- What the task requires -
What you return must match every record word for word.

- Available data -
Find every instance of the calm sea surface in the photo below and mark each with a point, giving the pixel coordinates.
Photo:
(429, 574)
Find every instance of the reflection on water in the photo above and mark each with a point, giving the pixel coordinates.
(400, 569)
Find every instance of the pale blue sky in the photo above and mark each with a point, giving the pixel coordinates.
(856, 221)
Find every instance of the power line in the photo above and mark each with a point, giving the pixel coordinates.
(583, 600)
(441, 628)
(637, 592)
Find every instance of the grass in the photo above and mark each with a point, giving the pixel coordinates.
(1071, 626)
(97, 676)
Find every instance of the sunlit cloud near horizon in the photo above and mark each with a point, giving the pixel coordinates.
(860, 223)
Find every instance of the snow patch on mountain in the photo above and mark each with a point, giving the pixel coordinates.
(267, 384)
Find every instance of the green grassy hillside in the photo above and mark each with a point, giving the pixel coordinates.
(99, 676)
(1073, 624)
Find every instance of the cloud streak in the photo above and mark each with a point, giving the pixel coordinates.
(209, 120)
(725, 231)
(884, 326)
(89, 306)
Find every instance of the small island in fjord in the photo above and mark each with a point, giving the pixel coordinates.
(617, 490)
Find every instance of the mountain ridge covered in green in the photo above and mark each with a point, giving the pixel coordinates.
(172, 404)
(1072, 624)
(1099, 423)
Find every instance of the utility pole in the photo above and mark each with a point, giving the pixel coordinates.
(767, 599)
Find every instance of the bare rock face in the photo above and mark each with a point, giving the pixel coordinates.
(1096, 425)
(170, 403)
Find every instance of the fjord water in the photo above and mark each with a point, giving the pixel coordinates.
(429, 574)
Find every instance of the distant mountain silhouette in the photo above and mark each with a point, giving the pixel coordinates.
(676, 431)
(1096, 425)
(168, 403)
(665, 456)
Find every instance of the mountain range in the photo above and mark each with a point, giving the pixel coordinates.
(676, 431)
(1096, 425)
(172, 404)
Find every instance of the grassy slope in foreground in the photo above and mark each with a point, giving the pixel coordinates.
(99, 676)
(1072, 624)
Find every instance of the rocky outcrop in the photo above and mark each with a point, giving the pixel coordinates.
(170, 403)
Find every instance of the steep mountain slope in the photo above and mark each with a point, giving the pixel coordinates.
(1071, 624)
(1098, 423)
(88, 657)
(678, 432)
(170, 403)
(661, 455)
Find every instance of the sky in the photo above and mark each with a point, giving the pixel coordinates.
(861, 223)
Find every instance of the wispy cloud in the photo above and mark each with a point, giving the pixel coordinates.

- Reply to the task -
Find every instance of the calm sea surface in the photo below and mark each with a point, giving the pixel coordinates.
Photo:
(429, 574)
Find every instance of the reflection on water in the photo above and mark each with a point, giving the pixel coordinates.
(400, 569)
Find every instance of the pale blue sky in the photo above and mark each with a point, giving the pixel coordinates.
(856, 221)
Find every instance of the power line in the photo above and mark each with a point, giving the pixel coordinates.
(583, 600)
(441, 628)
(637, 592)
Find every instance of the grass in the photo above and mark each with a point, giving the pixel coordinates.
(1071, 626)
(97, 676)
Find every instance of the sunlit cloud near horizon in the photo above and mark each with a point, giving the pixel coordinates.
(860, 223)
Find every instance of the snow patch on mountain in the photo above and mark each with a point, giving the pixel coordinates.
(267, 384)
Find every instance of the green grassy hillside in the photo above and mark each with a point, giving the pixel coordinates.
(99, 676)
(1073, 624)
Find every instance of the cloud streak in the photo above and mark each with a point, giving the pixel coordinates.
(209, 120)
(725, 231)
(884, 326)
(89, 306)
Find every instance of the small island in fjord in the photo above and mark each with a point, giving the pixel coordinates.
(617, 490)
Find every instance of the mountain ridge covered in green in the photo above and mark each with a point, giving the pixel coordinates.
(172, 404)
(1072, 624)
(1099, 423)
Find every instance of the utility pole in the photo above and mark each with a point, giving the pixel coordinates.
(767, 599)
Find every instance of the bare rock face in the photo above and mark each with a point, giving the pixel coordinates.
(1096, 425)
(170, 403)
Find every instance of the fjord water in the photo above and mark each with a point, giving the pixel coordinates.
(429, 574)
Find every instance of the distant mountain silhouette in the photo above and mark each with a point, giving the pixel coordinates.
(676, 431)
(1096, 425)
(168, 403)
(665, 456)
Find every instance of the mountain range in the photo above and mark each with a point, giving the pixel coordinates.
(676, 431)
(1096, 425)
(172, 404)
Find every instance of the grassy slope in foreground in the photo above and mark each with a point, giving the pixel coordinates.
(99, 676)
(1072, 624)
Find every instance of the rocky outcrop in the photo above and mark each with a point, giving the pixel coordinates.
(170, 403)
Find every instance of the steep mountain slope in the photo above and mark each with a point, giving the pixel coordinates.
(1071, 624)
(1098, 423)
(88, 657)
(678, 432)
(170, 403)
(661, 455)
Find every instance of the sky in the photo above and mark each with a point, giving the pixel coordinates.
(861, 223)
Find every instance of the wispy cloud in the photo above and mark each with a point, giving the pixel coordinates.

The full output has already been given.